*Given information*.
□ □ □

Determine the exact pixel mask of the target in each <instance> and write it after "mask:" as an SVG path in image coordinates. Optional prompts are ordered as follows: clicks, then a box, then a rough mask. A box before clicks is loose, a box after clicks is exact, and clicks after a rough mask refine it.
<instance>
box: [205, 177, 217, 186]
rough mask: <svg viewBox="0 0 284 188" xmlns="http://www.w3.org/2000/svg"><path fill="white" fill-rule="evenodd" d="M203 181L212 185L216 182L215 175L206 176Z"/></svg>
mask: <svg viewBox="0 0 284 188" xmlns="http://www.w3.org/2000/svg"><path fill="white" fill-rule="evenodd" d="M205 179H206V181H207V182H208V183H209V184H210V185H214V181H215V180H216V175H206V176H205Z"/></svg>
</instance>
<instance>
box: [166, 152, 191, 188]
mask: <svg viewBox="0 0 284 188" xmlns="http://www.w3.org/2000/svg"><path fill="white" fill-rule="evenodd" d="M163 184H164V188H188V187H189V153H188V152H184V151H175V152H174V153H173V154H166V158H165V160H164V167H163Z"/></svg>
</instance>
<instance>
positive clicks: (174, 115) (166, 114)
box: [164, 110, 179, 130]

□ □ □

*Task directions*. Please count the lines in the items above that contain the string "evenodd", matching case exactly. Reply with the number only.

*Answer section*. 3